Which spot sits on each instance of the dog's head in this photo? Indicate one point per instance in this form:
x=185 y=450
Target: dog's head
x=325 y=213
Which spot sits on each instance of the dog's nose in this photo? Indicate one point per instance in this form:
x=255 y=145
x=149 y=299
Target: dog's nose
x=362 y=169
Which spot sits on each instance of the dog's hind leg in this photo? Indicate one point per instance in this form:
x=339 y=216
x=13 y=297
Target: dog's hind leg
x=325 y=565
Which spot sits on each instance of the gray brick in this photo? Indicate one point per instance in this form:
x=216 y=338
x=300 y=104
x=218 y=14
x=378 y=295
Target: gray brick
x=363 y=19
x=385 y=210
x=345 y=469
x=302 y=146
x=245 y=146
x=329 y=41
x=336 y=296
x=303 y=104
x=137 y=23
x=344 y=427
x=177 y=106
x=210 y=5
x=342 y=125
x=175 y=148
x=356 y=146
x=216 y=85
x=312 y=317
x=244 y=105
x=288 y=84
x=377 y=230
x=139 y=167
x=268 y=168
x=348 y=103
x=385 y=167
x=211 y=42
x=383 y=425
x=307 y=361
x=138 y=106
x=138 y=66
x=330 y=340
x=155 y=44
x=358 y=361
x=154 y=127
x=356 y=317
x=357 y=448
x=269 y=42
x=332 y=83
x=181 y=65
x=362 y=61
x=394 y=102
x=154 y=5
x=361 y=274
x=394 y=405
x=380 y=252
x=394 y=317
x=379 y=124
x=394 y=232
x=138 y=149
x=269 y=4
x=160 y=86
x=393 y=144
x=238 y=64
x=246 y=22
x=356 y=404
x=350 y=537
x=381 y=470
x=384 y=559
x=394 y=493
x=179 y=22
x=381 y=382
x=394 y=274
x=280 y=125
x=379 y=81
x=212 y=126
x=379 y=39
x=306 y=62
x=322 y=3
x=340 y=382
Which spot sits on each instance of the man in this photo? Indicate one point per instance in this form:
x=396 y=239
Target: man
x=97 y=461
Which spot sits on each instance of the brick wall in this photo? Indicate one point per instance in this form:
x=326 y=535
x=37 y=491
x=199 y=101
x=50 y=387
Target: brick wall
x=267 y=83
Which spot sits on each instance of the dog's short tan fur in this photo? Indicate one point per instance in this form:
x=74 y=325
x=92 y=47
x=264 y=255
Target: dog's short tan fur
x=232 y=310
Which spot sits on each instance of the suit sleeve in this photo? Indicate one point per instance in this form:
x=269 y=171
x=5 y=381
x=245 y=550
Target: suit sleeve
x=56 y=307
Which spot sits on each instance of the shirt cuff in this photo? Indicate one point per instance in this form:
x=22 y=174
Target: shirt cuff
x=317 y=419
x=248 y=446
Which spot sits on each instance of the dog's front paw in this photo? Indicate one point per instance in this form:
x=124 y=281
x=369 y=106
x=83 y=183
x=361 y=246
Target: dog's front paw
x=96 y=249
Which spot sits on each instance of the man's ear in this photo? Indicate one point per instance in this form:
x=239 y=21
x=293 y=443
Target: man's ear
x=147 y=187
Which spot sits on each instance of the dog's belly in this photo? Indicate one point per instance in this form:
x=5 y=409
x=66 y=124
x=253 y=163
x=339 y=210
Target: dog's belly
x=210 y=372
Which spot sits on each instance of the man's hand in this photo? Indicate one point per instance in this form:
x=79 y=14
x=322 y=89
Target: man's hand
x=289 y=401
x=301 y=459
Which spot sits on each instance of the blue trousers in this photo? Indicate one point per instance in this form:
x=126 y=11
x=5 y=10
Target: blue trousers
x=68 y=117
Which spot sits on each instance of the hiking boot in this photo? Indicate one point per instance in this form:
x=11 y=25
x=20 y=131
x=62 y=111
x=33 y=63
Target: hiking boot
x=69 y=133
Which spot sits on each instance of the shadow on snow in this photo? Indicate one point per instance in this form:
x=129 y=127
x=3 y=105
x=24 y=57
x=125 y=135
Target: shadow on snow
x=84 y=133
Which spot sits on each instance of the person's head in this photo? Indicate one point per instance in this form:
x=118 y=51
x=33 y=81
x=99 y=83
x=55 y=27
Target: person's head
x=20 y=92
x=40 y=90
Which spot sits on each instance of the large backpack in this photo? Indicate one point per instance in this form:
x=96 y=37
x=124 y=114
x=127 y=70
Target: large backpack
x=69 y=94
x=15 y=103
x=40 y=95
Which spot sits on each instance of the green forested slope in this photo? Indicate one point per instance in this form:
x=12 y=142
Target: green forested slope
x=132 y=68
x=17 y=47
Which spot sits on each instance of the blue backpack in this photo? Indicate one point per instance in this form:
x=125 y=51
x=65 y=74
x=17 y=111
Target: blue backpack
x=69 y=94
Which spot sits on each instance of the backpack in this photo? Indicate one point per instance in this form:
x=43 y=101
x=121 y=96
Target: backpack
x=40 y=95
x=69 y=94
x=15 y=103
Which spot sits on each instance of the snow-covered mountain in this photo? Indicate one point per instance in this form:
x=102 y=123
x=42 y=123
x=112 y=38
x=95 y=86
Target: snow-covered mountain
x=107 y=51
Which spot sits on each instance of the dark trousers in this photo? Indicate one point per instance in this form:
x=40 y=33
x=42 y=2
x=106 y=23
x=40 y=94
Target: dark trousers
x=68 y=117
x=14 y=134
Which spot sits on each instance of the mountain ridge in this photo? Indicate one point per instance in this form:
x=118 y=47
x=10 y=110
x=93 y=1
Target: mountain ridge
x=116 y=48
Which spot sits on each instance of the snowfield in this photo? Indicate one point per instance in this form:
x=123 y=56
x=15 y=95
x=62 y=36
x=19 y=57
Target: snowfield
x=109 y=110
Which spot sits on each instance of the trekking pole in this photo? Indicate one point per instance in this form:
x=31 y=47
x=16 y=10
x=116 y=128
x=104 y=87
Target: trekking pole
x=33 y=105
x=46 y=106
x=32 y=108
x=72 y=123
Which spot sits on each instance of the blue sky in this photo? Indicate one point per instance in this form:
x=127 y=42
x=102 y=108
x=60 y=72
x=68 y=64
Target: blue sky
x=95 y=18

··········

▸ **Exercise**
Rewrite all of the data above, switching each "Target" to "Label" and leaving everything else as it is.

▸ **Finished answer**
Which spot sits on each instance of the dog's head in this photo? Indicate one point per instance in this form:
x=185 y=450
Label: dog's head
x=325 y=213
Which spot sits on each instance of the dog's nose in this photo? Indicate one point per instance in this form:
x=255 y=145
x=149 y=299
Label: dog's nose
x=362 y=169
Which spot sits on each instance of the dog's hind leg in this photo? Indicate one point per instance in this form:
x=339 y=216
x=13 y=297
Label: dog's hind leg
x=325 y=565
Which spot sits on each instance of the gray brick in this photo? Indicate one point per instance in this form:
x=216 y=338
x=300 y=104
x=218 y=14
x=378 y=295
Label: gray brick
x=363 y=19
x=385 y=210
x=345 y=469
x=302 y=146
x=245 y=146
x=329 y=41
x=336 y=296
x=303 y=104
x=137 y=23
x=344 y=427
x=177 y=106
x=210 y=5
x=342 y=125
x=175 y=148
x=356 y=146
x=216 y=85
x=312 y=317
x=244 y=105
x=288 y=84
x=377 y=230
x=139 y=167
x=268 y=168
x=348 y=103
x=385 y=167
x=211 y=42
x=383 y=425
x=307 y=361
x=138 y=106
x=138 y=66
x=330 y=340
x=155 y=44
x=358 y=361
x=154 y=127
x=356 y=317
x=357 y=448
x=269 y=42
x=332 y=83
x=181 y=65
x=362 y=61
x=394 y=102
x=154 y=5
x=361 y=274
x=394 y=405
x=380 y=252
x=394 y=317
x=379 y=124
x=394 y=232
x=138 y=149
x=269 y=4
x=160 y=86
x=393 y=144
x=238 y=64
x=246 y=22
x=356 y=404
x=350 y=537
x=381 y=470
x=384 y=559
x=394 y=493
x=179 y=22
x=381 y=382
x=394 y=274
x=280 y=125
x=379 y=81
x=212 y=126
x=379 y=39
x=306 y=62
x=322 y=3
x=340 y=382
Which spot sits on each instance of the man in this photo? Indicate one point per instance in this form:
x=396 y=239
Label: man
x=97 y=461
Which spot sits on each instance of the brick wall in this photo? Indicate one point per instance in this form:
x=326 y=535
x=37 y=491
x=199 y=101
x=50 y=387
Label: brick wall
x=267 y=83
Which spot sits on each instance of the dog's short tan fur in this photo? Indicate one point per instance in this form:
x=74 y=325
x=92 y=47
x=264 y=255
Label: dog's short tan fur
x=232 y=310
Which spot sits on each instance of the suit sleeve in this photo? Indicate one point per instance in this form:
x=269 y=171
x=5 y=381
x=245 y=550
Label: suit sleeve
x=56 y=307
Which spot sits on each instance of the shirt cuff in this photo? Indicate one point per instance in this form:
x=22 y=174
Label: shirt cuff
x=317 y=419
x=248 y=446
Which spot sits on each instance of the dog's front paw in this photo? Indicate one point per instance in this form:
x=124 y=281
x=369 y=106
x=83 y=183
x=361 y=246
Label: dog's front paw
x=96 y=249
Which spot sits on each instance of the man's ear in this photo? Indicate one point per instance in this form:
x=239 y=21
x=293 y=443
Label: man's ear
x=147 y=187
Which spot sits on each instance of the dog's belly in this photo? Indicate one point per instance in this form:
x=5 y=409
x=66 y=124
x=253 y=163
x=339 y=210
Label: dog's belly
x=210 y=372
Which spot sits on each instance of the man's hand in this photo? Indicate one point per instance in this form:
x=79 y=14
x=322 y=89
Label: man's hand
x=289 y=401
x=301 y=459
Which spot sits on each instance of the blue trousers in this photo? Indicate one point per instance in this form:
x=126 y=11
x=5 y=10
Label: blue trousers
x=68 y=117
Which spot sits on each instance of the hiking boot in this photo? Indicate one point per instance in this form:
x=11 y=25
x=20 y=131
x=62 y=111
x=33 y=63
Label: hiking boot
x=69 y=133
Which spot sits on each instance of the shadow on snow in this photo? Indicate one point per instance in this form:
x=129 y=127
x=3 y=105
x=24 y=57
x=125 y=135
Label: shadow on snow
x=84 y=133
Which spot sits on each instance of the person's head in this photo? Indicate one point per instance in this form:
x=118 y=51
x=33 y=81
x=99 y=83
x=55 y=27
Label: person's head
x=20 y=92
x=40 y=90
Which spot sits on each instance of the large backpack in this photo? Indicate one point per instance in this form:
x=96 y=37
x=124 y=114
x=127 y=70
Label: large backpack
x=69 y=94
x=15 y=103
x=40 y=95
Which spot sits on each instance of the green forested slope in this photo? Indicate one point per instance in this form:
x=12 y=142
Label: green forested slope
x=132 y=68
x=17 y=47
Which spot sits on each instance of the blue backpack in this photo? Indicate one point per instance in this form:
x=125 y=51
x=65 y=74
x=17 y=111
Label: blue backpack
x=69 y=94
Which spot sits on each instance of the backpack in this photo? Indicate one point per instance in this form:
x=43 y=101
x=121 y=96
Label: backpack
x=40 y=95
x=69 y=94
x=15 y=103
Which spot sits on each instance of the snow-covered mountain in this photo? Indicate one point per instance in this form:
x=102 y=123
x=42 y=123
x=112 y=38
x=95 y=86
Label: snow-covered mountain
x=107 y=51
Which spot sits on each instance of the dark trousers in this photo? Indicate one point per instance in this form:
x=40 y=33
x=42 y=2
x=106 y=23
x=40 y=94
Label: dark trousers
x=68 y=117
x=14 y=134
Which spot sits on each instance of the mountain ridge in this photo? Indicate one point per instance in this form:
x=118 y=47
x=10 y=110
x=93 y=1
Label: mountain ridge
x=116 y=48
Which spot sits on each instance of the snowfield in this photo? Indicate one point per instance in this form:
x=123 y=56
x=15 y=95
x=62 y=36
x=19 y=57
Label: snowfield
x=109 y=110
Which spot sits on each instance of the trekking pole in this photo? Indicate one point per instance in this form:
x=31 y=47
x=16 y=10
x=116 y=128
x=104 y=87
Label: trekking pole
x=33 y=105
x=46 y=106
x=32 y=108
x=72 y=123
Which spot sits on each instance of the blue sky in this photo? Indicate one point per instance in this form:
x=127 y=42
x=102 y=108
x=60 y=72
x=68 y=64
Label: blue sky
x=95 y=18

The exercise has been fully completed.